**Problem description**. Rewrite all of the material below, putting "thin stick" wherever "small stick" appears and leaving everything else unchanged.

start Dataset records

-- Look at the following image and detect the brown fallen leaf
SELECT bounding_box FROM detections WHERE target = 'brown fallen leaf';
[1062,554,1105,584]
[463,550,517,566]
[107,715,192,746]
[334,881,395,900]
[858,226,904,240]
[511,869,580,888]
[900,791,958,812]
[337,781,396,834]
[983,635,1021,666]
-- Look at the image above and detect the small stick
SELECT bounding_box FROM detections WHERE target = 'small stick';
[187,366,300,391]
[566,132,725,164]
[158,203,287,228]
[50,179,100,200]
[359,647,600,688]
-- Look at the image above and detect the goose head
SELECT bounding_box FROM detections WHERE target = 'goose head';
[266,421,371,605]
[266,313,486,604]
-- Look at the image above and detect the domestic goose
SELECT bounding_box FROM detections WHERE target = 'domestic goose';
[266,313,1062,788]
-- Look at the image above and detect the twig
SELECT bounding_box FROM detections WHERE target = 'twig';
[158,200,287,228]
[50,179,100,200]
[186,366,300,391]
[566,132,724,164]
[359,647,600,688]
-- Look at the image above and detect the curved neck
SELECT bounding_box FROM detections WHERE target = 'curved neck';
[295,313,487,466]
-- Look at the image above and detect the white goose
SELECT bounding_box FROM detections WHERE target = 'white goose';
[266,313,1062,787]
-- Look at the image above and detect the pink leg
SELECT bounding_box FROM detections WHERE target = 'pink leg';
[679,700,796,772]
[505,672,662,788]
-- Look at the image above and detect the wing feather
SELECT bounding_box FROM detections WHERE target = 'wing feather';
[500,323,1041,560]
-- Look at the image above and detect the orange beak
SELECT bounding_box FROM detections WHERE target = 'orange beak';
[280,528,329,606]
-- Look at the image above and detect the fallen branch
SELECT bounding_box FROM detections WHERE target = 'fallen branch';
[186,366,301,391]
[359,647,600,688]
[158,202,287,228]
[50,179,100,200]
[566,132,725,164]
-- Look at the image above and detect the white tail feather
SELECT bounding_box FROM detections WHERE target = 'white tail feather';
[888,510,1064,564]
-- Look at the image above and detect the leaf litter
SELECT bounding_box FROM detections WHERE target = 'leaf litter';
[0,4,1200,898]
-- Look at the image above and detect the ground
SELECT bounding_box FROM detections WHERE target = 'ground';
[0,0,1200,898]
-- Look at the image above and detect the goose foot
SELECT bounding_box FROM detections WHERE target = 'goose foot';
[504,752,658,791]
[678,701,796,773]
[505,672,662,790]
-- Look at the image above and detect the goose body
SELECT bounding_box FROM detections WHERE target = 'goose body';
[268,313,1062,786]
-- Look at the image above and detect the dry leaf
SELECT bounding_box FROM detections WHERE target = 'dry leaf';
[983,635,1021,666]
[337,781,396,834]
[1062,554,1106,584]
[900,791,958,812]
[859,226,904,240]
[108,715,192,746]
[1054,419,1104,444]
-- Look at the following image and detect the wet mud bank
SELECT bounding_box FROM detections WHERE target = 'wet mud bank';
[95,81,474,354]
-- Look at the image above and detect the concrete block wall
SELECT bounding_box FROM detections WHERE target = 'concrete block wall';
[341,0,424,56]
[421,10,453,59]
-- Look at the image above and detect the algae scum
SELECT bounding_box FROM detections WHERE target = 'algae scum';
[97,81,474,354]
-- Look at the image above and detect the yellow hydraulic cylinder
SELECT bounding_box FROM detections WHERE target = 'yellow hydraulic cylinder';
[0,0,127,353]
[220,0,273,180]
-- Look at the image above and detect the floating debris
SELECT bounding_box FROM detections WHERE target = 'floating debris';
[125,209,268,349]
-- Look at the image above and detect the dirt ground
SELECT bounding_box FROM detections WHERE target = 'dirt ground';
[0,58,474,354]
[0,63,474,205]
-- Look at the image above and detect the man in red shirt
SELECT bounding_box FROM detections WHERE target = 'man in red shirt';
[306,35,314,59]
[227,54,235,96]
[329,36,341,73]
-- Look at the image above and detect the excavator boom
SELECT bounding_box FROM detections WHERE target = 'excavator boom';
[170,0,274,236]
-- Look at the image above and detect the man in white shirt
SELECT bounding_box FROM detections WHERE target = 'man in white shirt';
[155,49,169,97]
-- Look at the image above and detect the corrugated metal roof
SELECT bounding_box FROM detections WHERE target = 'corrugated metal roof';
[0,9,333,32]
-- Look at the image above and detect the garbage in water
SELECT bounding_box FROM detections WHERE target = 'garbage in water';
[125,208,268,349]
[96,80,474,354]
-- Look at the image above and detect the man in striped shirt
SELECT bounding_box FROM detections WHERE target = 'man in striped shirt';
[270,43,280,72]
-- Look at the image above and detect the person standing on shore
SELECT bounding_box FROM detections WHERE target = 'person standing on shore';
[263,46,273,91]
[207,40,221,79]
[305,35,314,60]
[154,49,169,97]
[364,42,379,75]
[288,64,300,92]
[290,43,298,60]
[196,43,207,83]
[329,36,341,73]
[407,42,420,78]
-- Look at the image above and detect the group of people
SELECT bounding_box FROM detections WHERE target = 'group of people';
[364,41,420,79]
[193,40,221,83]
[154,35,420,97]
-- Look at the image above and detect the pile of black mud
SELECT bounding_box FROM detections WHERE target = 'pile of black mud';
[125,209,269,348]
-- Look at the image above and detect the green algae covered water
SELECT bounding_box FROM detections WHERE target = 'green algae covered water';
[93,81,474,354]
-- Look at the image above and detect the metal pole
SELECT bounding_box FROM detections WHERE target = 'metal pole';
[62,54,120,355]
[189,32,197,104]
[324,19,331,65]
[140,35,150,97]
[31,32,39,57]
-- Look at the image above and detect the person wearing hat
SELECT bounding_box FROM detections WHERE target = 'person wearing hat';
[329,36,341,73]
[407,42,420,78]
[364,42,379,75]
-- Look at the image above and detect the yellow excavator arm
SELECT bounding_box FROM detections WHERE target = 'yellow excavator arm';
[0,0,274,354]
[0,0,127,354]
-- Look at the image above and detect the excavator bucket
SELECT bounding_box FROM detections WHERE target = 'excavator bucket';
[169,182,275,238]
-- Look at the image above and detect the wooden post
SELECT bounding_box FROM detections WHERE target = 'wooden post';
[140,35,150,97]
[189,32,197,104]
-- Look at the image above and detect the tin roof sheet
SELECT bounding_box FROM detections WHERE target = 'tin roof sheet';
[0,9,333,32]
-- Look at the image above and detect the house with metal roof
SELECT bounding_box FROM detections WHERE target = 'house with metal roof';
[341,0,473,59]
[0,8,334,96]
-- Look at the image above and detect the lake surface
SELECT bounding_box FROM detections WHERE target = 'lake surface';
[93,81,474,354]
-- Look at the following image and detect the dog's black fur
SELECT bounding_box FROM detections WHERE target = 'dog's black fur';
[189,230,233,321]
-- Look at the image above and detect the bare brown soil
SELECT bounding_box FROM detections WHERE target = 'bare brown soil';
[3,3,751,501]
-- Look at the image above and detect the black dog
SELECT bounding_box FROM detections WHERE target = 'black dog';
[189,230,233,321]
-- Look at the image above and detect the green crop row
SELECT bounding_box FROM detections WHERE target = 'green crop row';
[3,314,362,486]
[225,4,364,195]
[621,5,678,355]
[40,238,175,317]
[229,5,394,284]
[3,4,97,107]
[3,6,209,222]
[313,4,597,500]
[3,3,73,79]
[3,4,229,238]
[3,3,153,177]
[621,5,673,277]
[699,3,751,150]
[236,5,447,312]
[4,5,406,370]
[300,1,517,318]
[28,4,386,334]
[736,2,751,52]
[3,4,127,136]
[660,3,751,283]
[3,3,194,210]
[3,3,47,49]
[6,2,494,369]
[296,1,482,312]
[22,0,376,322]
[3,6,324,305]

end Dataset records

**Result of the exercise**.
-- Look at the following image and detect the brown fallen leaf
SELECT bounding_box FROM detections WHERE target = 'brown fallen leaf';
[1062,554,1105,584]
[463,550,517,566]
[107,715,192,746]
[334,881,395,900]
[858,226,904,240]
[511,869,580,888]
[900,791,958,812]
[337,781,396,834]
[983,635,1021,666]
-- Look at the image above and detect the thin stick
SELECT bounding_box FROM detections WHERE target = 'thin stick';
[187,366,300,391]
[566,132,725,164]
[158,203,287,228]
[50,179,100,200]
[359,647,600,688]
-- Look at the image above and detect the goose head
SELECT bounding_box FROM detections WHERE target = 'goose head';
[266,421,371,605]
[266,313,486,604]
-- Look at the image above and detect the domestic goose
SELECT bounding_box FROM detections WHERE target = 'domestic goose';
[266,313,1062,788]
-- Look at the image above and detect the twig
SELECT bounding_box FROM detections WHERE target = 'twig';
[158,200,287,228]
[50,179,100,200]
[186,366,300,391]
[566,132,724,164]
[359,647,600,688]
-- Look at the image above and detect the curved neck
SELECT bounding_box FROM detections WHERE target = 'curved neck';
[295,313,487,466]
-- Look at the image above and detect the white goose
SELECT bounding_box FROM detections WHERE target = 'white goose';
[266,313,1062,787]
-- Look at the image above and detect the pink leg
SELECT bounding_box FROM detections WHERE target = 'pink leg';
[679,700,796,772]
[505,672,662,788]
-- Look at the image above and detect the wing feather
SELECT bounding_box FROM detections WHERE target = 'wing feather';
[500,323,1041,560]
-- Look at the image above and detect the orange beak
SELECT bounding_box FROM detections WHERE target = 'orange beak';
[280,528,329,606]
-- Look at the image above and detect the fallen branch
SELECT bounding_box FROM detections WHERE target = 'fallen branch';
[186,366,301,391]
[359,647,600,688]
[158,202,287,228]
[50,179,100,200]
[566,132,725,164]
-- Look at the image above and detect the white tail feather
SELECT bounding_box FROM detections WHERE target = 'white tail feather';
[888,510,1064,564]
-- Look at the image above and detect the leaf litter
SELECT bounding_box FROM detections WHERE target = 'leaf litter';
[0,4,1200,898]
-- Look at the image above and detect the ground
SELECT bounding_box FROM detections WHERE target = 'ground';
[0,0,1200,898]
-- Look at the image above and detect the goose foot
SELECT bounding_box FROM detections WHERE target = 'goose foot';
[504,752,658,791]
[678,701,796,773]
[505,672,662,790]
-- Look at the image above and detect the goose body
SELECT bounding_box FROM detections WHERE target = 'goose body';
[268,313,1062,786]
-- Look at the image above and detect the dry leaf
SELECT bounding_box FROM detections WHERE target = 'dry leaf';
[983,635,1021,666]
[337,781,396,834]
[1062,554,1106,584]
[900,791,958,812]
[859,226,904,240]
[108,715,192,746]
[1054,419,1104,444]
-- Look at the following image and detect the wet mud bank
SELECT bounding_box FROM detections WHERE target = 'wet mud bank';
[95,81,474,354]
-- Look at the image above and detect the concrete block wall
SELECT bounding_box FROM detections WHERE target = 'concrete block wall';
[341,0,424,56]
[421,10,453,59]
-- Look at the image above and detect the algae scum
SELECT bounding_box FROM detections WHERE target = 'algae scum';
[97,81,474,354]
-- Look at the image above and detect the yellow hydraulic cylinder
SELECT bounding_box FROM detections WHERE target = 'yellow hydraulic cylinder';
[0,0,127,353]
[220,0,273,180]
-- Look at the image above and detect the floating debris
SELECT bounding_box FROM detections WHERE target = 'floating debris';
[125,209,268,349]
-- Look at the image above and detect the dirt ground
SELECT bounding_box FROM detections WHERE target = 'dirt ground';
[0,58,474,354]
[0,63,474,205]
-- Look at the image above and detect the man in red shirt
SELECT bounding_box FROM detections WHERE target = 'man in red shirt';
[306,35,314,59]
[227,54,235,96]
[329,36,341,73]
-- Look at the image above and detect the excavator boom
SELECT bounding_box FROM detections WHERE target = 'excavator boom';
[170,0,274,236]
-- Look at the image above and detect the man in white shirt
SELECT bounding_box FROM detections WHERE target = 'man in white shirt';
[155,49,169,97]
-- Look at the image above and detect the corrugated metal roof
SELECT bounding_box FROM detections WHERE target = 'corrugated metal roof';
[0,9,333,32]
-- Look at the image above and detect the garbage in water
SELECT bounding_box FROM detections WHERE target = 'garbage in water';
[125,208,268,349]
[96,80,474,354]
-- Look at the image above and detect the man in striped shirt
SELECT bounding_box FROM detections WHERE target = 'man in striped shirt';
[270,43,280,72]
-- Look at the image above and detect the person standing on shore
SELECT bounding_box FROM detections WHERE target = 'person standing on shore';
[263,46,273,91]
[207,40,221,79]
[305,35,314,60]
[154,49,169,97]
[364,42,379,75]
[288,64,300,92]
[290,43,298,60]
[196,43,207,83]
[329,36,341,73]
[407,42,420,78]
-- Look at the image above and detect the group of people
SELECT bounding_box FROM detections WHERE target = 'group of people';
[364,41,420,79]
[193,40,221,83]
[154,35,420,97]
-- Look at the image above and detect the pile of black mud
SELECT bounding_box FROM detections WHERE target = 'pile of black mud';
[125,209,269,348]
-- Look at the image above and detect the green algae covered water
SELECT bounding_box FROM detections WHERE target = 'green algae covered water';
[93,81,474,354]
-- Look at the image above and detect the metal pole
SELECT bounding_box FROM detections WHERE target = 'metal pole';
[62,54,120,355]
[189,32,197,104]
[324,19,331,65]
[140,35,150,97]
[31,32,39,57]
-- Look at the image above and detect the person wearing hat
SELECT bounding_box FROM detections WHERE target = 'person wearing hat';
[329,36,341,73]
[407,42,420,78]
[364,42,379,75]
-- Look at the image above and detect the yellow excavator arm
SELECT bounding_box FROM detections WHERE target = 'yellow excavator arm';
[0,0,274,354]
[0,0,127,354]
-- Look at the image above and detect the excavator bucket
SELECT bounding_box FROM detections WHERE target = 'excavator bucket';
[169,182,275,238]
-- Look at the image above and detect the wooden post
SELECT bounding_box FROM detections WHERE target = 'wooden post';
[140,35,150,97]
[189,32,197,104]
-- Look at the image above and detect the tin roof sheet
SELECT bounding_box FROM detections WHERE target = 'tin roof sheet';
[0,9,333,32]
-- Look at the image above and detect the house with metal roof
SELECT bounding_box FROM detections WHERE target = 'house with metal roof';
[341,0,473,59]
[0,8,334,96]
-- Look at the image above and detect the lake surface
SELECT bounding_box FROM detections WHERE target = 'lake surface';
[93,81,474,354]
-- Look at the following image and detect the dog's black fur
SELECT bounding_box FROM detections WHERE target = 'dog's black fur';
[189,230,233,321]
-- Look at the image above and detect the bare brown soil
SELECT bounding_box FROM detections WHERE target = 'bare brown soil';
[3,3,751,501]
-- Look at the image above and detect the black dog
SELECT bounding_box FROM detections WHERE target = 'black dog';
[189,230,233,321]
-- Look at the image above and detect the green crop row
SELECT bounding_box FROM detections WHERE target = 'green crop row';
[3,314,362,486]
[225,4,364,195]
[621,5,678,355]
[40,238,175,317]
[229,5,394,284]
[3,4,97,107]
[3,6,209,222]
[313,4,597,500]
[3,3,73,79]
[3,4,229,238]
[3,3,153,177]
[621,5,673,277]
[699,3,751,150]
[236,5,447,312]
[4,5,406,370]
[300,1,517,318]
[28,4,386,334]
[736,2,751,52]
[3,4,127,136]
[660,3,751,283]
[3,3,194,210]
[3,3,47,49]
[6,2,494,369]
[296,1,482,312]
[22,0,376,322]
[3,6,324,305]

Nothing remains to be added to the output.